[Data items]

——

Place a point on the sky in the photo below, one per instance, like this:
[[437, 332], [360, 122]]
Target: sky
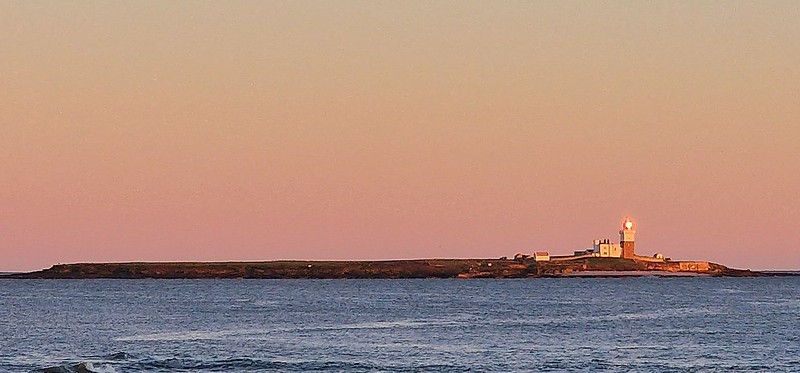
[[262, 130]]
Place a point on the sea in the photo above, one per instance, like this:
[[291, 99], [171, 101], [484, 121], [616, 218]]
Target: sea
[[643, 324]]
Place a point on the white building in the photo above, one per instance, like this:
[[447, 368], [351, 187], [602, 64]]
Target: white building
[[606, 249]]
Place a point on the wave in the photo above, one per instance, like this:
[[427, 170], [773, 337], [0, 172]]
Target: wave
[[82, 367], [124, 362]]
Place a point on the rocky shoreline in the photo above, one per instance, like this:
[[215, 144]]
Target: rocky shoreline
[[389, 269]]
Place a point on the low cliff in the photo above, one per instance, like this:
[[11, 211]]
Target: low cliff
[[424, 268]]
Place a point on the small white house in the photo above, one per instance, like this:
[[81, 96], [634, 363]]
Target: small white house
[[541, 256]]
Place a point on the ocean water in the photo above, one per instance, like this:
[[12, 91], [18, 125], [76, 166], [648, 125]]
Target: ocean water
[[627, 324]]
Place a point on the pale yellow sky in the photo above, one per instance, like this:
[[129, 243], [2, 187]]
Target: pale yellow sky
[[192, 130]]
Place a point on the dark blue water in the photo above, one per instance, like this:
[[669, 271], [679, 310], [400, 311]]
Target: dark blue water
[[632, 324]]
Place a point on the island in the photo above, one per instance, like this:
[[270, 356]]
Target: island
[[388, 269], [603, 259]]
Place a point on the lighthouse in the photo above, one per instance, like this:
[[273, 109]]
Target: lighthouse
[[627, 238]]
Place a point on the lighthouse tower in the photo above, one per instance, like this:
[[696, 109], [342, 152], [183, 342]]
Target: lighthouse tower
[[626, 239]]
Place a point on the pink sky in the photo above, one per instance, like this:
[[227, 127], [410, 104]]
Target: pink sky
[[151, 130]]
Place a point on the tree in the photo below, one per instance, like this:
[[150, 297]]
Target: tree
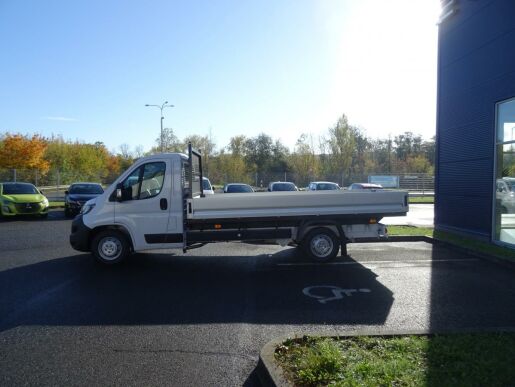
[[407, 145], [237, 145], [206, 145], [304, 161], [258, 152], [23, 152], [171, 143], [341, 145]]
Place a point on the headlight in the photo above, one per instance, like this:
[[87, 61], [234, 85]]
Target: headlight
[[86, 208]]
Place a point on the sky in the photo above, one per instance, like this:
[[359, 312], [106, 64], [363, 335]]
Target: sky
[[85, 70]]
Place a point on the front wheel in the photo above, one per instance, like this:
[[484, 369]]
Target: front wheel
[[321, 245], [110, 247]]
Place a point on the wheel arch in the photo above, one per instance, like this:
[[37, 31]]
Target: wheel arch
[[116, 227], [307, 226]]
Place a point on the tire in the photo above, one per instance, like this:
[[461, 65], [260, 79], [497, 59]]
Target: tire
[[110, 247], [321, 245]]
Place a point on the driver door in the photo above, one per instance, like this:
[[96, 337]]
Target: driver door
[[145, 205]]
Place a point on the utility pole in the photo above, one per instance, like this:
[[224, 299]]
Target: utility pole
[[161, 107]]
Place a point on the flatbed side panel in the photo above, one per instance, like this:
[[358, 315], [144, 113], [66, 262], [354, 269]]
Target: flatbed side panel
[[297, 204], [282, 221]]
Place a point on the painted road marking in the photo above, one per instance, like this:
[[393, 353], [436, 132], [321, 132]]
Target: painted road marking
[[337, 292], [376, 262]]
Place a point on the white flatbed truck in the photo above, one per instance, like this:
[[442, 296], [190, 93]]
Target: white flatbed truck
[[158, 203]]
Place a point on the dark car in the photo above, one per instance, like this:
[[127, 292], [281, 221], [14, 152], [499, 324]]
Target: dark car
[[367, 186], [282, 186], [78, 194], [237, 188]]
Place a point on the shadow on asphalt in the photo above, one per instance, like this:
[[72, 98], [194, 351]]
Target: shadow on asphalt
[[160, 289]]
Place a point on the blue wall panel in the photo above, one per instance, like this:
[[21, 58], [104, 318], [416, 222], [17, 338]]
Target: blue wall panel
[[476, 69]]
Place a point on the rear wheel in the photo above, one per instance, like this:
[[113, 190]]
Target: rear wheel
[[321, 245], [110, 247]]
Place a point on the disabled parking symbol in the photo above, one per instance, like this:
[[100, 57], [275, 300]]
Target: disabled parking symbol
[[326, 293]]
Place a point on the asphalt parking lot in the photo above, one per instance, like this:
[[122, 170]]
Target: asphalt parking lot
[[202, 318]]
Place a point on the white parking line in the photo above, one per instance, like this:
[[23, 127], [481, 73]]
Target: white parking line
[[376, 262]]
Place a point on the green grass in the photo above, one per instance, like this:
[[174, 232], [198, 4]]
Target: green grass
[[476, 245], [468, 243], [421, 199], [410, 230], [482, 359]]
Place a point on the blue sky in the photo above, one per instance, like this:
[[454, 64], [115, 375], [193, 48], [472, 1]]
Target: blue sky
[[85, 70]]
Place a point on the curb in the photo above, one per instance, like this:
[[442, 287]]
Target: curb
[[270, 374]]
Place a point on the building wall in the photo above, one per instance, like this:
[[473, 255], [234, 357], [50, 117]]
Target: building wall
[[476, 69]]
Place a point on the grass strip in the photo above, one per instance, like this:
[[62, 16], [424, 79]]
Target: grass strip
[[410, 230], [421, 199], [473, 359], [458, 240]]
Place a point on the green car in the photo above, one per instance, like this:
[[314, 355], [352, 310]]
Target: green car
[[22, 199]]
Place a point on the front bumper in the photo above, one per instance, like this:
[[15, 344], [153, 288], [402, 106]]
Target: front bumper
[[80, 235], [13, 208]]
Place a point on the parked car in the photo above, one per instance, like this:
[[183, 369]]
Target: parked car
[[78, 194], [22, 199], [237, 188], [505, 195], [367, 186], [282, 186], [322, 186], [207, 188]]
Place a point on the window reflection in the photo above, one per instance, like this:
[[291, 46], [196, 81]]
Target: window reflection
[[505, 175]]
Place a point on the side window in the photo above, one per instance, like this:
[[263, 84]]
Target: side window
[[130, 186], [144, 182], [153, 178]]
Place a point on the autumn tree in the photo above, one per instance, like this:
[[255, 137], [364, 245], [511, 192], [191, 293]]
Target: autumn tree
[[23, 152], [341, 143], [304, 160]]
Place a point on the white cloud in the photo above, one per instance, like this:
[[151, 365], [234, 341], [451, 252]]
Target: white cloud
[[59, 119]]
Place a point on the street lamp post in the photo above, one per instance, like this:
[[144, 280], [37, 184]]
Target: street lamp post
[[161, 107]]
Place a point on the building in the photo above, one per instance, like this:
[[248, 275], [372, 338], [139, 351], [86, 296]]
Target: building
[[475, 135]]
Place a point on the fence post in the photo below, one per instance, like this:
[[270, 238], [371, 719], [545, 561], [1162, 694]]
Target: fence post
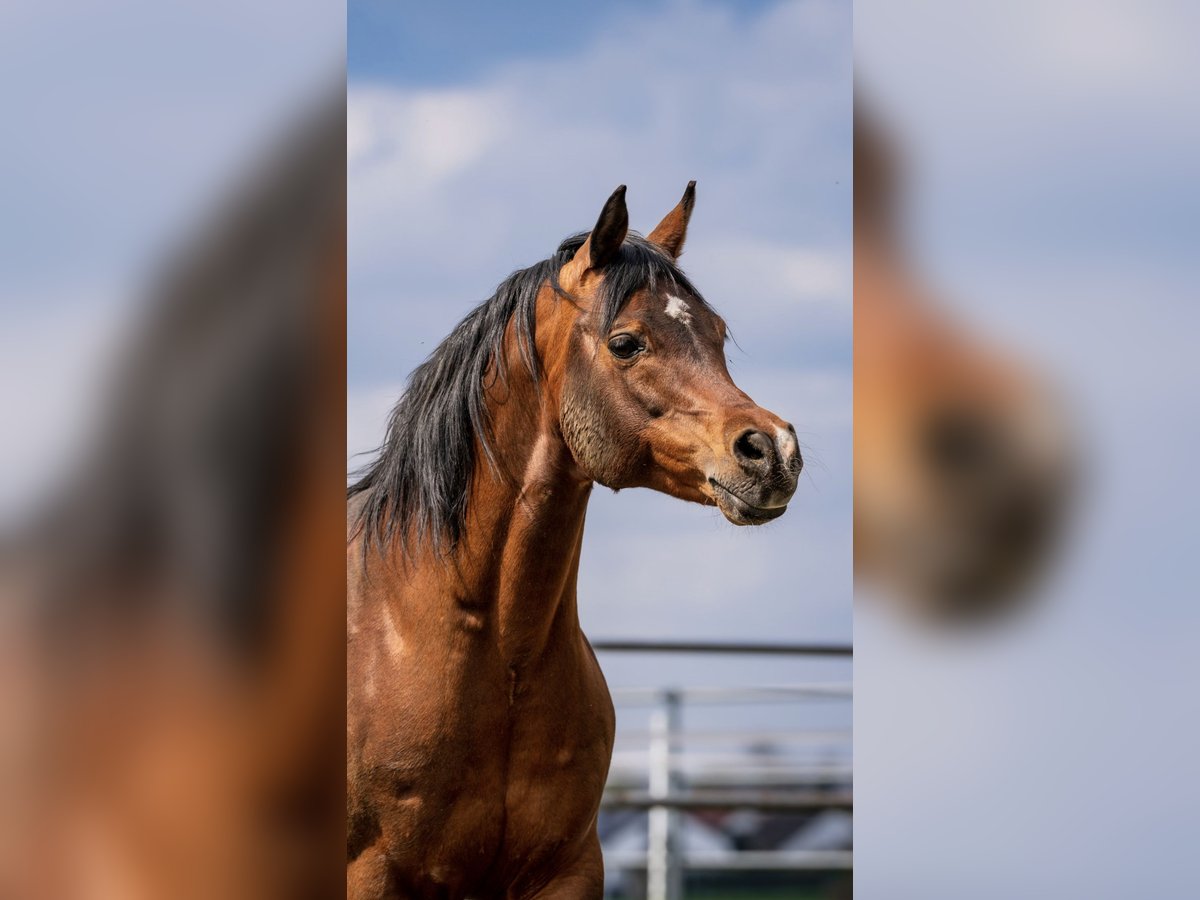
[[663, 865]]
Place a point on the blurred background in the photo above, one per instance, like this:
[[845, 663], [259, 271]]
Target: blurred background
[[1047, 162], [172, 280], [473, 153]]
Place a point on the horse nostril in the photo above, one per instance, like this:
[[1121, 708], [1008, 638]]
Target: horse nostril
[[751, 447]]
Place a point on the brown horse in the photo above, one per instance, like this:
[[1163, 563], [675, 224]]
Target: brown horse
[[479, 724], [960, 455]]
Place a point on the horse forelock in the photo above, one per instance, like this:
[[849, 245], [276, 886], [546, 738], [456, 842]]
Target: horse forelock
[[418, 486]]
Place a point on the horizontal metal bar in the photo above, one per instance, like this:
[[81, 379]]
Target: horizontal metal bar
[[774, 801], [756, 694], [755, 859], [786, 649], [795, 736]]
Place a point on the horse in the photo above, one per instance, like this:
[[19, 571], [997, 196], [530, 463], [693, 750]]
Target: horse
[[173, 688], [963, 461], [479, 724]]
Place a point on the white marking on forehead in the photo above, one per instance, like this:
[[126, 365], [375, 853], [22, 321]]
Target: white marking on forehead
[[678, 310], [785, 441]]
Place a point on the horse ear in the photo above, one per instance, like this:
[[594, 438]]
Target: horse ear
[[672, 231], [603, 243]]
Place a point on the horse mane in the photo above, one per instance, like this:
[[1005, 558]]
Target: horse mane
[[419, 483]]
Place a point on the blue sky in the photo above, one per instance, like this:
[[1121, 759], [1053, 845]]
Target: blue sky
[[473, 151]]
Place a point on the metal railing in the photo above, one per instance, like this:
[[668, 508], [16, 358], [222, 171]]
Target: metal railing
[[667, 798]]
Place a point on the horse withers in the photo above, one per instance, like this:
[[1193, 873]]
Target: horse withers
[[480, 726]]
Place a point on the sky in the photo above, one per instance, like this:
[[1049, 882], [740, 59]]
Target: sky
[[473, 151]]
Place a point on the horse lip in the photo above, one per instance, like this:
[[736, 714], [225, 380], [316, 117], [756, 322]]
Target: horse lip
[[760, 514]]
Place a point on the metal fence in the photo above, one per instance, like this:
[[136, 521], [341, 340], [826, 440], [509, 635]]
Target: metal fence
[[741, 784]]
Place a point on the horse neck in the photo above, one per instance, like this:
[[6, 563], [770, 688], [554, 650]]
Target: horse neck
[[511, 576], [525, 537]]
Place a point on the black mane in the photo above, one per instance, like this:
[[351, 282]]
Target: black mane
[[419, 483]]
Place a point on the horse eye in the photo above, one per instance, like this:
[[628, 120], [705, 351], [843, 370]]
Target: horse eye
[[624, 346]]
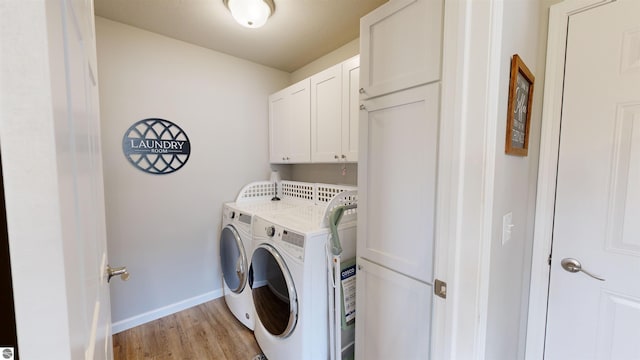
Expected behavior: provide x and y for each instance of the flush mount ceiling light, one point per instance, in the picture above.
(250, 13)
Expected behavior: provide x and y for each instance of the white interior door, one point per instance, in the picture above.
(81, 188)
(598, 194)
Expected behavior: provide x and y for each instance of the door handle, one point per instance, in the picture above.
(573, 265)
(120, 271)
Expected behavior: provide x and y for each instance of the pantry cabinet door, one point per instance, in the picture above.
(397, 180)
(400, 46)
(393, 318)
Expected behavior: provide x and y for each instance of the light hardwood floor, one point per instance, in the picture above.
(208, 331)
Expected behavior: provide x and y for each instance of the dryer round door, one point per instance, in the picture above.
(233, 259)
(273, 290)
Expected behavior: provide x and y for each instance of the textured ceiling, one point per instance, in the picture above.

——

• [Work required] From the records above, give again exactly the lines running from the line with "Place a point on the wave" to the line with "Place a point on the small", inclusive.

• [Answer section]
Place a point on the wave in the photo above, one per instance, like this:
[[427, 170], [773, 337], [0, 172]]
Target: wave
[[82, 367], [124, 362]]
Place a point on the rocky shoreline in the photo above, one per instance, like this:
[[215, 144]]
Target: rocky shoreline
[[389, 269]]
Place a point on the low cliff in the photo above, one per instance, like this:
[[11, 211]]
Target: low cliff
[[424, 268]]
Place a point on the small white house in the photo above, one per instance, like this:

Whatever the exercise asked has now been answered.